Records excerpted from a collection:
============================================================
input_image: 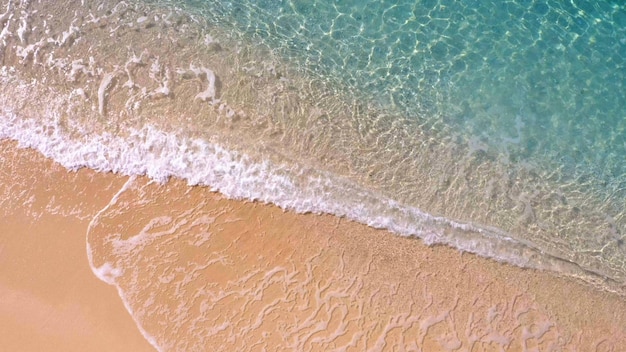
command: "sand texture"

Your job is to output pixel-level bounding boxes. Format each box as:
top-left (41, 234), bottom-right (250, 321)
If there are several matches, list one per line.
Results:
top-left (0, 142), bottom-right (626, 351)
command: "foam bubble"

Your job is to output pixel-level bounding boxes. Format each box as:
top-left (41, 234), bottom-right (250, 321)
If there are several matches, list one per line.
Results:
top-left (0, 104), bottom-right (588, 282)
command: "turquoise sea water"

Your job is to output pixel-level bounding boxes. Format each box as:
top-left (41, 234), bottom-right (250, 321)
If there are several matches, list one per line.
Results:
top-left (0, 0), bottom-right (626, 293)
top-left (171, 0), bottom-right (626, 284)
top-left (189, 1), bottom-right (626, 183)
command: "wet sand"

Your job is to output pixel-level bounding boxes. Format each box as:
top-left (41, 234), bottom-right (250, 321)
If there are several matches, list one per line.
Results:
top-left (0, 141), bottom-right (154, 351)
top-left (0, 141), bottom-right (626, 351)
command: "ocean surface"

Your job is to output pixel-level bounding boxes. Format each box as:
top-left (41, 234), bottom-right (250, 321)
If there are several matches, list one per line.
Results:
top-left (0, 0), bottom-right (626, 302)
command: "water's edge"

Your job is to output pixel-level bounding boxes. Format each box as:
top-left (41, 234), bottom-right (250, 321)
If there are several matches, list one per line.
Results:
top-left (0, 2), bottom-right (626, 294)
============================================================
**PROBLEM DETAILS:** Reproduce every entry word for word, but omit the pictures.

**SOLVED PROBLEM:**
input_image: 
command: "sand texture"

Your job is to output pixel-level bounding boxes. Format each box as:
top-left (41, 234), bottom-right (250, 321)
If there are several matches, list one per line.
Results:
top-left (0, 142), bottom-right (626, 351)
command: "foam bubble"

Your job is to output pixel-level bounding boxes. Format each box as:
top-left (41, 234), bottom-right (250, 321)
If there are several matches, list one per line.
Results:
top-left (0, 104), bottom-right (588, 282)
command: "turquoise sea water"

Your job is to output pixel-level bounding boxes. Format each box as:
top-left (41, 234), bottom-right (250, 321)
If there are several matches, list one per line.
Results:
top-left (0, 0), bottom-right (626, 293)
top-left (171, 0), bottom-right (626, 284)
top-left (189, 1), bottom-right (626, 183)
command: "wet sand"

Your job is to output pixel-level bounding boxes. Format each box as:
top-left (41, 234), bottom-right (250, 321)
If there are several matches, list one per line.
Results:
top-left (0, 141), bottom-right (154, 351)
top-left (0, 141), bottom-right (626, 351)
command: "ocean surface"

Your job is to output pixel-level bounding boxes. Format each box as:
top-left (41, 234), bottom-right (250, 321)
If there are several matches, list one per line.
Results:
top-left (0, 0), bottom-right (626, 302)
command: "water's edge"

Your job is to output pixel-level bounding boxes. Format each box as:
top-left (41, 234), bottom-right (250, 321)
If there are several matches, list one per line.
Results:
top-left (0, 2), bottom-right (626, 294)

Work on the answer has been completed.